WHAT TO DO. Nothing but the text of the records should come back; copy it exactly and leave the pictures out.

DATA UNDER STUDY.
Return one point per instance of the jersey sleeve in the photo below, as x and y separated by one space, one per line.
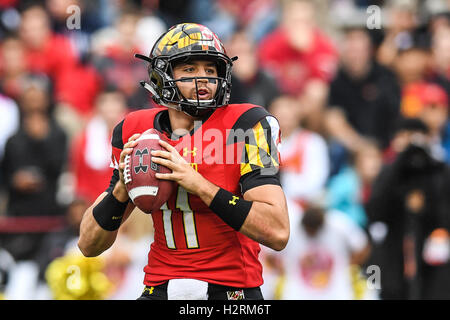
117 145
260 160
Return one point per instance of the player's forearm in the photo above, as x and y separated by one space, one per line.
93 239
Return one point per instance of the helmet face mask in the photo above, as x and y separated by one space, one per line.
181 44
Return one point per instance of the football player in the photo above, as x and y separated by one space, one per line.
207 234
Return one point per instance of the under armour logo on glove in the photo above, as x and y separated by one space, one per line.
233 201
141 166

COMPLETED TASK.
Return one point per instance of the jersey sleeve in the photo below, as x and y separated by one space, one per line.
117 145
260 160
Return one point per instance of the player's forearm in the photo above, as x and y separated by one space, one per line.
93 239
Return one point per instance of the helmet face mask in the photo above, as x and y separated by one space, one per line.
181 44
Return one point per instance of the football player in the photo above, as x and y separated by one space, one per line.
207 234
Return one point per instance of the under armour logo on glove in the photo above, as x and y separated by one space, one per line.
233 201
141 166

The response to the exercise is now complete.